** TAREFAS OBRIGATÓRIAS **
1. Devolva sem alterações a parte do texto sobre o bufo-real e o ser humano como predadores que começa nas palavras "Com uma altura" e termina depois das palavras "sempre para comer.".
2. No texto sobre o bufo-real e o ser humano como predadores, de quantas espécies de vertebrados se alimenta a coruja bufo-real?
___ TRECHO DO DOCUMENTO ___
Com uma altura que pode chegar a quase 80 centímetros e 2 metros de uma ponta da asa a outra, a coruja bufo-real (Bubo bubo) é a maior ave de rapina noturna do mundo e um dos grandes predadores do planeta. Em sua ampla área de distribuição, que inclui quase toda a Europa e a Ásia, ela se alimenta de 552 espécies de vertebrados – em especial, pequenos mamíferos e aves. Seu cardápio é mais variado que o de outros 18 grandes caçadores analisados em um estudo publicado em junho na revista Communications Biology. A diversidade de presas desse corujão, porém, fica ainda muito distante daquela capturada pelo maior predador da atualidade, o Homo sapiens. No mesmo ambiente em que vive o bufo-real, o ser humano preda 3.007 espécies de vertebrados, nem sempre para comer.
Com quase 7,9 bilhões de indivíduos espalhados por todos os continentes e com técnicas de caça e pesca cada vez mais eficientes, a espécie humana produz um impacto direto sobre 14.663 espécies de vertebrados, de acordo com o trabalho, realizado por um grupo internacional de pesquisadores do qual participou o biólogo brasileiro Mauro Galetti, da Universidade Estadual Paulista (Unesp), campus de Rio Claro. A variedade de presas do Homo sapiens corresponde a quase um terço das 46.755 espécies de vertebrados catalogadas e avaliadas pela União Internacional para a Conservação da Natureza (UICN) – no mundo, são conhecidas cerca de 80 mil espécies de vertebrados, o grupo de animais que inclui os mamíferos, os répteis, os anfíbios, os peixes e as aves. “Esse trabalho é um alerta sobre o nosso papel de enorme predador no planeta”, afirma Galetti. “Várias das espécies que exploramos estão entrando em extinção.”
___ TRECHOS DE DADOS ___
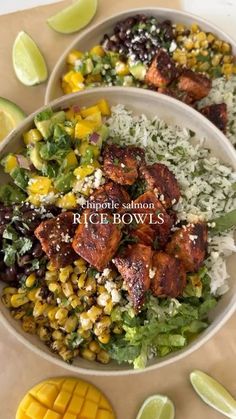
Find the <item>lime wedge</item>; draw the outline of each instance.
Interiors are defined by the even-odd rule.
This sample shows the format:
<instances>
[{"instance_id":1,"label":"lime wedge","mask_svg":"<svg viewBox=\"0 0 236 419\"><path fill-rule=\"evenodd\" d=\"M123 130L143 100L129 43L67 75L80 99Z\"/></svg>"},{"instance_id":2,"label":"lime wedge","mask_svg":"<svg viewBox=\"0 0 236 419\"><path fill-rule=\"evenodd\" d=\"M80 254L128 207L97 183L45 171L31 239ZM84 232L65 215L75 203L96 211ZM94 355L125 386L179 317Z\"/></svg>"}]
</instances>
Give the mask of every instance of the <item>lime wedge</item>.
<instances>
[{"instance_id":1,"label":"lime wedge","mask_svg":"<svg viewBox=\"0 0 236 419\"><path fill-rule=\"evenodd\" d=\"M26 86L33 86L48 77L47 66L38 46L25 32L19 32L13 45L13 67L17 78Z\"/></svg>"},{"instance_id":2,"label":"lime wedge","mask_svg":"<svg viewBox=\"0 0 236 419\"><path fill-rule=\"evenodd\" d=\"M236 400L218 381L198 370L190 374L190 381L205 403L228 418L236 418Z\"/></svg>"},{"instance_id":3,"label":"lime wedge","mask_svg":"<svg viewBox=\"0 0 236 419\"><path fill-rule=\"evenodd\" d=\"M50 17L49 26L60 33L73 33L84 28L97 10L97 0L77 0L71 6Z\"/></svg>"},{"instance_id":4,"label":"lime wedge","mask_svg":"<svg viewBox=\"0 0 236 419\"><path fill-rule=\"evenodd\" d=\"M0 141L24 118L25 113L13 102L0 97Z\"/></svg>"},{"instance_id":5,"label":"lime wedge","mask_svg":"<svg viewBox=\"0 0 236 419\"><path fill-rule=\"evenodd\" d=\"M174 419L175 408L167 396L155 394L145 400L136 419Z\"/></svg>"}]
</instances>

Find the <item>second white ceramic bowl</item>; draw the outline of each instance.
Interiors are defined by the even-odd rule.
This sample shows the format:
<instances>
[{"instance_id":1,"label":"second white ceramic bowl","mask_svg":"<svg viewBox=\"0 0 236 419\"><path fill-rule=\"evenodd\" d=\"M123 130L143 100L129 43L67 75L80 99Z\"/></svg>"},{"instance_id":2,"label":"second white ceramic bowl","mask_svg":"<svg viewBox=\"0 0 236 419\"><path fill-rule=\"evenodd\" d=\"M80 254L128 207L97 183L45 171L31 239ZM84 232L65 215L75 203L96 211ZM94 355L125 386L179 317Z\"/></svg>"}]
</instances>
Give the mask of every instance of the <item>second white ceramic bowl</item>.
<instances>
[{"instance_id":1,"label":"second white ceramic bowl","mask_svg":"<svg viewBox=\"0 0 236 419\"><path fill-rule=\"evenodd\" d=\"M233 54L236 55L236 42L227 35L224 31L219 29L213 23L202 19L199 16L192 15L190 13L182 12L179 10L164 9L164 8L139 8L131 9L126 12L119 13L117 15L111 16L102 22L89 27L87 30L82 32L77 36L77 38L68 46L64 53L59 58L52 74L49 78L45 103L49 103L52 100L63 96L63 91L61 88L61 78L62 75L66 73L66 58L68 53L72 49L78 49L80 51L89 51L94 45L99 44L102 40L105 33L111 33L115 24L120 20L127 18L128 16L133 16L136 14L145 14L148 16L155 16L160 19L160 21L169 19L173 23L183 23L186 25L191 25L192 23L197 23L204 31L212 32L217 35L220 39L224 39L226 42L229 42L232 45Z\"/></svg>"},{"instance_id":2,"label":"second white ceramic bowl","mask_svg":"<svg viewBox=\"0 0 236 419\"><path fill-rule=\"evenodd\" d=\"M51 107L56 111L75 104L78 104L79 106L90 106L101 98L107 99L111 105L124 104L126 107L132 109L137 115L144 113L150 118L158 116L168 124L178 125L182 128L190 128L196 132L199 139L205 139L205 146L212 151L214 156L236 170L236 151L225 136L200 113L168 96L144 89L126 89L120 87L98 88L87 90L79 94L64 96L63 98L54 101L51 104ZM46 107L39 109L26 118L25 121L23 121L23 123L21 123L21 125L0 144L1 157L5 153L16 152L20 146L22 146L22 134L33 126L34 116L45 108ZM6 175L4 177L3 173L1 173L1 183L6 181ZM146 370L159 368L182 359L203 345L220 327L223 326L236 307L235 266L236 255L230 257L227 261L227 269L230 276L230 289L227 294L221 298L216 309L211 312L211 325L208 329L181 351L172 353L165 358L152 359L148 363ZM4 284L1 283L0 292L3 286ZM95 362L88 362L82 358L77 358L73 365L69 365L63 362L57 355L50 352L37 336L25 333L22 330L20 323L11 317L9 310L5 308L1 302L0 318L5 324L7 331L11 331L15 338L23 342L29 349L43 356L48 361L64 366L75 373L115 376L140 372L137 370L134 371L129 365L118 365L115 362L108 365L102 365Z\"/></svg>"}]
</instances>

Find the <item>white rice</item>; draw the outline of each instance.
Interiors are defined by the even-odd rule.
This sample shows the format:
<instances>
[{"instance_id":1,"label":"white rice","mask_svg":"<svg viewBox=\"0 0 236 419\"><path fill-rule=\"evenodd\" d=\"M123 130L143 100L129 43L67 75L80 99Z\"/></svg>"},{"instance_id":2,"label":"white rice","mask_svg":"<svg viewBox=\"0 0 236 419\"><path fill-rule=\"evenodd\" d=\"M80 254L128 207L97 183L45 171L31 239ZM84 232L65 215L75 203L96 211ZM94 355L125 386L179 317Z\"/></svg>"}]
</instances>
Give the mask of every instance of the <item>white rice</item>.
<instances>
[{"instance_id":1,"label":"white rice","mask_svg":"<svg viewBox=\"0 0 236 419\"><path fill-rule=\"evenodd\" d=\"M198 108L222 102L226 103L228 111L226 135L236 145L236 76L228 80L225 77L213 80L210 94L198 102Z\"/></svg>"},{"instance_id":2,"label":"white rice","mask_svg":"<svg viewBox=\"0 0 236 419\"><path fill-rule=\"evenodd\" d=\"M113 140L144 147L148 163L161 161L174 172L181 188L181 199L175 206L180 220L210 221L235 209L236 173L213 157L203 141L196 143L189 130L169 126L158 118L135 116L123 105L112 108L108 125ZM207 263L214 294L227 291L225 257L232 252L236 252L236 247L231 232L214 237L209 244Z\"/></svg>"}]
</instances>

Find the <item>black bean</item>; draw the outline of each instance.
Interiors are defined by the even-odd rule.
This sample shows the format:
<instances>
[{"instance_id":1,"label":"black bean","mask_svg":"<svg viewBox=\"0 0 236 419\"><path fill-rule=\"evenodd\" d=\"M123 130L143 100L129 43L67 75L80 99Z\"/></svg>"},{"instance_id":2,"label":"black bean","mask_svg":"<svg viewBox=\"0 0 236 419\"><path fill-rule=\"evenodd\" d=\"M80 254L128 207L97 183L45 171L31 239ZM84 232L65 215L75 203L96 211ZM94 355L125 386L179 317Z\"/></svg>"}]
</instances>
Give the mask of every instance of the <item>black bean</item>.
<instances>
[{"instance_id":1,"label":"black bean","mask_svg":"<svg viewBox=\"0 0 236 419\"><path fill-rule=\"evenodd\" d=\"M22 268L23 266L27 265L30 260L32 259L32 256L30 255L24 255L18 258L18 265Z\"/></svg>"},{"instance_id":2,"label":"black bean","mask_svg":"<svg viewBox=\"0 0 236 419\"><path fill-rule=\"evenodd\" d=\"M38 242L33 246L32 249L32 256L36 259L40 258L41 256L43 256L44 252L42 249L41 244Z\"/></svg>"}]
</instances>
___
** SEÇÃO DE RESPOSTAS **
1.
Com uma altura que pode chegar a quase 80 centímetros e 2 metros de uma ponta da asa a outra, a coruja bufo-real (Bubo bubo) é a maior ave de rapina noturna do mundo e um dos grandes predadores do planeta. Em sua ampla área de distribuição, que inclui quase toda a Europa e a Ásia, ela se alimenta de 552 espécies de vertebrados – em especial, pequenos mamíferos e aves. Seu cardápio é mais variado que o de outros 18 grandes caçadores analisados em um estudo publicado em junho na revista Communications Biology. A diversidade de presas desse corujão, porém, fica ainda muito distante daquela capturada pelo maior predador da atualidade, o Homo sapiens. No mesmo ambiente em que vive o bufo-real, o ser humano preda 3.007 espécies de vertebrados, nem sempre para comer.

2. De 552 espécies de vertebrados.